Your instructions: Continue the passage below on social protection and health care in Ukraine, beginning right after its final sentence.

Extract to read:
178. Recently the Law on the Basics of Social Protection of Homeless Persons and Street Children was adopted. This law provides a definition of a homeless person and the basic rights she/he is entitled to. This is the first basic step to be taken in order to help the homeless. The Commissioner visited a shelter for the homeless in Odessa. The shelter provided accommodation only for the night, except for those who are ill. Drug users must be reported to the police. The shelter contains 150 beds, but there are peak periods, mostly when it is cold, when beds are scarce and people are turned away. Due to budget constrictions, the staff cannot provide shoes for the homeless. There are time limitations: a person from Odessa can stay 4 days and an outsider can stay 6 days. The homeless are fed twice a day. The funding of 4.72 UAH per day per person comes from the municipality.

179. Women are not accepted, but sent to a convent. The staff has to reshuffle the homeless every few days to avoid violence and face significant problems when trying to help these homeless people as a large number of them are mentally disturbed. This type of institution is not common in today’s Ukraine and those existing suffer from lack of sufficient funding. It is necessary to allocate the proper funding in order to provide these centres with the means they need.

180. Art. 49 of the Constitution provides that everyone has a right to health care. However, there is a manifest lack of funding of medical establishments; local private general hospitals, just as well as public hospitals, thus affecting the whole system. The rural areas and small towns suffer even more than the large agglomerations. Free treatment suffers most particularly. Complementary funding is required even in public hospitals.

Data entries:
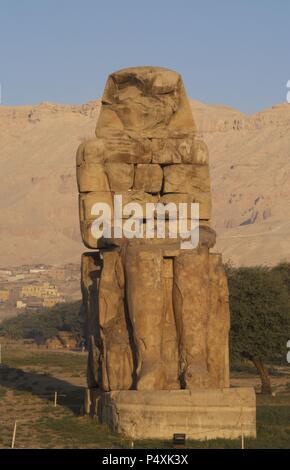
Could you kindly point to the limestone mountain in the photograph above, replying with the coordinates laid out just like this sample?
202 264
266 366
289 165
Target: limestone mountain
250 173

---

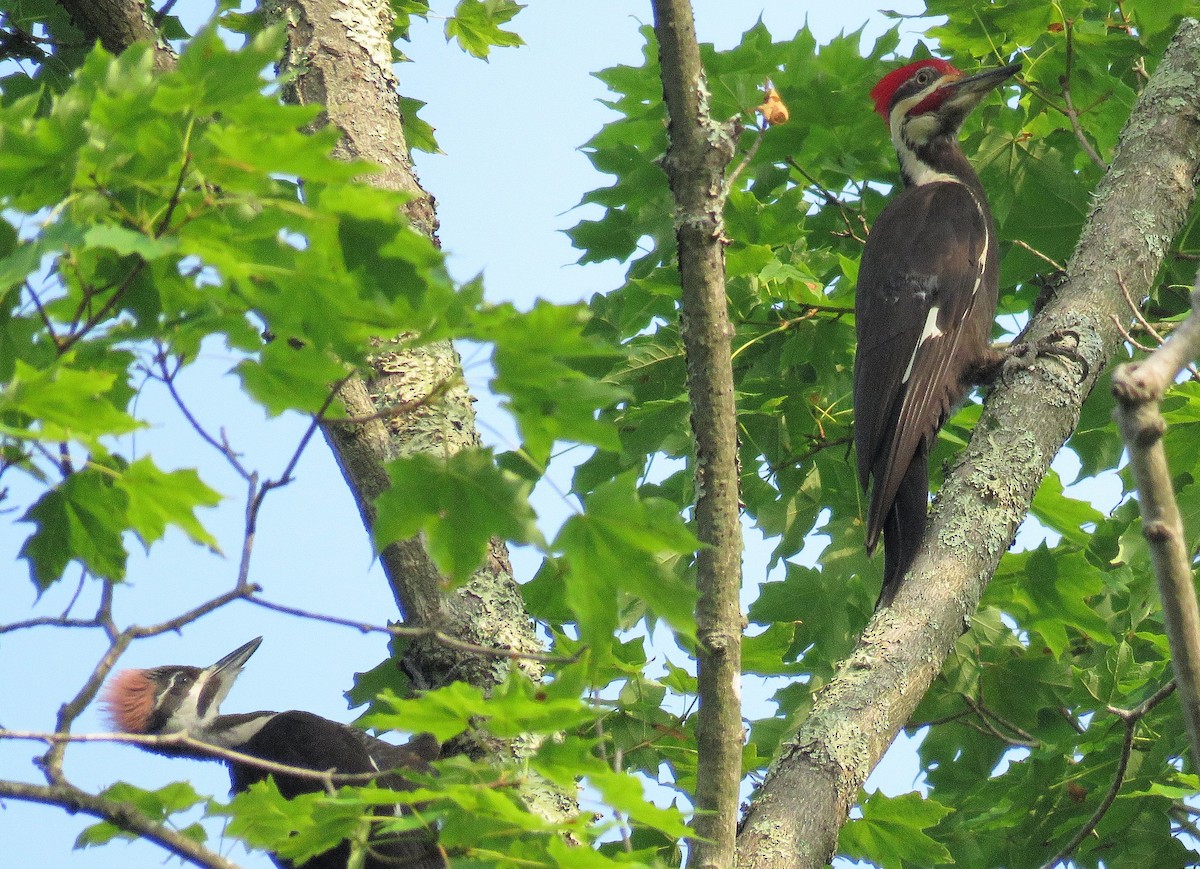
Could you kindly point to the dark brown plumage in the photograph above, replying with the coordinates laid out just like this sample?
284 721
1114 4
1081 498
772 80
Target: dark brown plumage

Result:
181. Another issue worth mentioning is the low wages received by doctors. According to the ones met by the Commissioner, it is quasi-impossible to live decently with their meagre salaries. Consequently, new generations are not attracted by the medical field. This having been said, the most complex area is the medical institutions.

182. There is a legal framework for people with disabilities. The first legal action was taken in 1992, when the Ministry of Health approved the Provision on the Individual Program of Rehabilitation and Adaptation of the Invalid (IPRI), and the Method of Formulating the Individual Plan of Rehabilitation and Adaptation of the Invalid. The IPRI plan represents a significant step towards a state system of rehabilitation but it faces a funding problem.

183. In 2001, amendments to the Law on the Basis of Social Protection of Invalids (No. 2606-III) were adopted with the aim to facilitate the employment of disabled citizens, establishing certain quotas that depend on the size of the enterprise. In theory, employers, who do not respect the law, have to pay a fine to the All-Ukrainian Fund of Social Protection of the Disabled. In practice though, businessmen hire disabled persons in a “fake” manner – they pay them without their working to avoid changing their infrastructure. This method of cheating the system does not enable the disabled to integrate into society.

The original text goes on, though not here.